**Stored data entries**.
········

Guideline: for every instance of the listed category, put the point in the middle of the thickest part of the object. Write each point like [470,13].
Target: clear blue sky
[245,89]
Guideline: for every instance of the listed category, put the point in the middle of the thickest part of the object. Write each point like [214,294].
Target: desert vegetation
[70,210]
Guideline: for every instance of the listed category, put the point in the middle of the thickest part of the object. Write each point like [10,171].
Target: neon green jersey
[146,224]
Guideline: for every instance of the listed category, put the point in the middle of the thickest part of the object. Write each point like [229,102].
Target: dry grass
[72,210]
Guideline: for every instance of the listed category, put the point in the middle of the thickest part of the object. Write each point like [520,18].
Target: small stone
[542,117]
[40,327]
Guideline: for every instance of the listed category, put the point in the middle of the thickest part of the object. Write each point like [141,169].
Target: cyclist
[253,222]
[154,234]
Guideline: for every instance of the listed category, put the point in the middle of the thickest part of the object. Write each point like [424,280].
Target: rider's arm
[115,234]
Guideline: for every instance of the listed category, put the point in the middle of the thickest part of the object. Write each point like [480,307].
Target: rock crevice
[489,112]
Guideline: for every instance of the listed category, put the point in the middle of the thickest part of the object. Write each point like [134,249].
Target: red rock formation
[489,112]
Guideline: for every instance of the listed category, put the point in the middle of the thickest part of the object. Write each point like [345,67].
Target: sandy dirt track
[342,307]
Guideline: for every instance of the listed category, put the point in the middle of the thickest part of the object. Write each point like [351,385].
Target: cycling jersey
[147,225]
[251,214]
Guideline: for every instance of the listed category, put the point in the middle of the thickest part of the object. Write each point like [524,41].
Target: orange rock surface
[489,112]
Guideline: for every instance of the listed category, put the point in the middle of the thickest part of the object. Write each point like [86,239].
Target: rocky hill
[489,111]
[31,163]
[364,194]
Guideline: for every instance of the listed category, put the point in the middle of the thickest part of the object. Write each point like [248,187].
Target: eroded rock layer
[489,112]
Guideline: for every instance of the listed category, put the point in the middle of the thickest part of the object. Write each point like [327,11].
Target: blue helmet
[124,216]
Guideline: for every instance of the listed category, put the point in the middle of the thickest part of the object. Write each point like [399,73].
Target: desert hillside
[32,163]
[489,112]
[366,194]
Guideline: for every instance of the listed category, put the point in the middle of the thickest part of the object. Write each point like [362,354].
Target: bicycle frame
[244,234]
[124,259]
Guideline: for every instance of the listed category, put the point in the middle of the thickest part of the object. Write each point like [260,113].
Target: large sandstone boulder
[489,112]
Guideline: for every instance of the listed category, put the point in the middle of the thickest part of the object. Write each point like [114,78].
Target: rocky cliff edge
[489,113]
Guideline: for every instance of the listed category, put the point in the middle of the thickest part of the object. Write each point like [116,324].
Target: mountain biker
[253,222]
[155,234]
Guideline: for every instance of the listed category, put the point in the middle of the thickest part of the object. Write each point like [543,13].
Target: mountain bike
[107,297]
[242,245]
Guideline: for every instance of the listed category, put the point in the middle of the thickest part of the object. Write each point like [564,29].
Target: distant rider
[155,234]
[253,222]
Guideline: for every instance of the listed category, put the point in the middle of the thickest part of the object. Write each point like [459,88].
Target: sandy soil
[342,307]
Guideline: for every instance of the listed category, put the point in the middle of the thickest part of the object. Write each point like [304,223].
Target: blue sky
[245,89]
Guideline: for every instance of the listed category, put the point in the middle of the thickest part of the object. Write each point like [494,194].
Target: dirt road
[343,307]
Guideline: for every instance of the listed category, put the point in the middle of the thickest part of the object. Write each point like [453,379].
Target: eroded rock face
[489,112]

········

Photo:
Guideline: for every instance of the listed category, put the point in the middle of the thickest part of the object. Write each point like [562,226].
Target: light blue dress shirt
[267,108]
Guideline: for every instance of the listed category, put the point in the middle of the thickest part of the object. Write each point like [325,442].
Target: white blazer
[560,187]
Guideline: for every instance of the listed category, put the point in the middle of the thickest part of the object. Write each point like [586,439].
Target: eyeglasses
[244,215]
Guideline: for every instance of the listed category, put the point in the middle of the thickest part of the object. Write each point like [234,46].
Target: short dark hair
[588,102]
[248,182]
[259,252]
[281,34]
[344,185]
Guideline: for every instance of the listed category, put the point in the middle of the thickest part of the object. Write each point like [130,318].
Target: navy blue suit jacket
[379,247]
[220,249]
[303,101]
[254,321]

········

**THE PROBLEM**. Going back to the entries above, set down exactly the lines that begin at the one with "point like [116,324]." and end at the one with "point like [459,88].", both included, and nothing else.

**ANSWER SPACE**.
Guideline: for every instance of the listed category, put the point in the middle of the thickest part of the object. Write each point like [116,324].
Target: mountain biker
[253,222]
[155,234]
Guideline: for every instance of the listed category, put the point in the middle of the thickest part of the object. Write each point like [543,13].
Target: mountain bike
[107,297]
[242,245]
Guideline: for every instance of the listed category, put the point in the middle of the thickest part of the object. Write each point like [564,29].
Target: distant rider
[155,234]
[253,222]
Guideline: for every instance of the listed category, put the point in the middle of the thickest part of the object. Write each point like [459,88].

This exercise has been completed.